--- Data supplied ---

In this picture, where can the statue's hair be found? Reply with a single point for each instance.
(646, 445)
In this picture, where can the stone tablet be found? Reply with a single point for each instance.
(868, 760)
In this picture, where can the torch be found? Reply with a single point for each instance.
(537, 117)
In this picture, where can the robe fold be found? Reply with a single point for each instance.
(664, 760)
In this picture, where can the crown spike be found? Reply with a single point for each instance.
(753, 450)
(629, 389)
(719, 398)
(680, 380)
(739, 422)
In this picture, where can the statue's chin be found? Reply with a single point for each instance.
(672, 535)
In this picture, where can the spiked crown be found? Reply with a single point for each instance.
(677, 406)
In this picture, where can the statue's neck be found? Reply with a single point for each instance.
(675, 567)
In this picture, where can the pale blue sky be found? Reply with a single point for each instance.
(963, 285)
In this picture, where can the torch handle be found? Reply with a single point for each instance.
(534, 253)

---

**What you need to do**: Transcribe every entry word for word.

**Result of this exercise**:
In this picture, where can the statue's hair be found? Reply with a single point for each instance.
(646, 445)
In this picture, where can the stone tablet be found? Reply with a single point for each instance.
(868, 760)
In this picture, where can the torch be found? Reply with a single point for each instance.
(537, 117)
In this picture, where can the robe fold be found? Reply with a single point for each instance.
(664, 760)
In this picture, where can the crown spike be found? Reply with a single point for each instance.
(753, 450)
(629, 389)
(719, 398)
(680, 380)
(739, 422)
In this picture, where can the statue's chin be found? Reply with a single point for each instance.
(672, 535)
In this picture, where can the spiked crown be found? Reply with a single point for each instance.
(677, 406)
In this picture, where can the statue's neck be found? Reply with a single point for each instance.
(675, 567)
In this picture, where can the pale blue sky be found? Reply with a single point for each instance.
(963, 285)
In this picture, where can the torch handle be found? Reply with a single point for each instance.
(534, 253)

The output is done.